• **Task statement**: Could you return every entry below word for word, leaving out the pictures?

• **Data to use**:
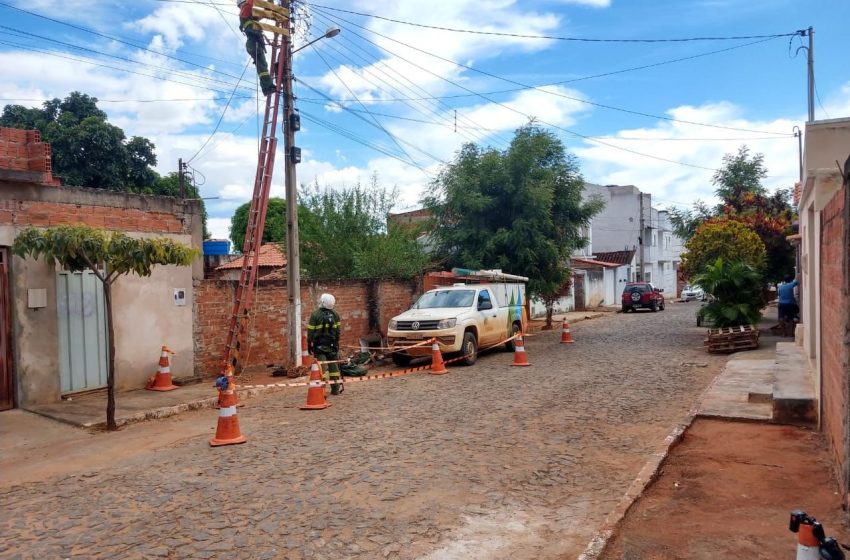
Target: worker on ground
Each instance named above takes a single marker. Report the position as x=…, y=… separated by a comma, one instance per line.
x=255, y=43
x=323, y=340
x=787, y=303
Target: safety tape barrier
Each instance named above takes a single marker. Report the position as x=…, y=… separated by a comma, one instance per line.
x=387, y=375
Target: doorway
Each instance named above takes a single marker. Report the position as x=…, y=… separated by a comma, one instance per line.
x=82, y=331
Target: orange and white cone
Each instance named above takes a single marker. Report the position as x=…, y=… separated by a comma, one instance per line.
x=305, y=356
x=316, y=391
x=227, y=431
x=566, y=337
x=438, y=367
x=520, y=359
x=162, y=380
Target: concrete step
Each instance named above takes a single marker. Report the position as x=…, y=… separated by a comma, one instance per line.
x=794, y=398
x=742, y=391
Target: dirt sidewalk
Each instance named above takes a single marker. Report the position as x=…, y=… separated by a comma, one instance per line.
x=726, y=492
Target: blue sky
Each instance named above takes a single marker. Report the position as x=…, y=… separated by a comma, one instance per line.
x=165, y=70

• **Task result**:
Target: worker on ground
Each instance named above takes a single marker. Report the position as x=…, y=… separated by a comma, one instance per line.
x=255, y=43
x=323, y=340
x=787, y=303
Target: safety tape barrier
Each instance named above takes a single marker. Report the position as x=…, y=… separated by a comma, one instance per line.
x=387, y=375
Target: doorway
Each instance named above takes a single marker. Report the position as x=…, y=… separated by a comma, one instance per line.
x=82, y=331
Target: orange and white cone
Each instance named above takes a single marker. Report the position as x=…, y=… separated by a comma, one instance per line.
x=305, y=356
x=316, y=391
x=227, y=431
x=566, y=337
x=438, y=367
x=520, y=359
x=162, y=380
Target: concrete step
Each instance named above takes a single marker. Report the position as x=…, y=… separated by a comma, one instance per line.
x=794, y=398
x=742, y=391
Target: dirt sidewalk
Each instance named above takes a single marker. Report the position as x=…, y=… separated by a comma, one instance per line.
x=726, y=492
Target: blue sky
Each instance named above takes a single marker. Report the position as x=…, y=… separated by a comma, one instance per line.
x=165, y=70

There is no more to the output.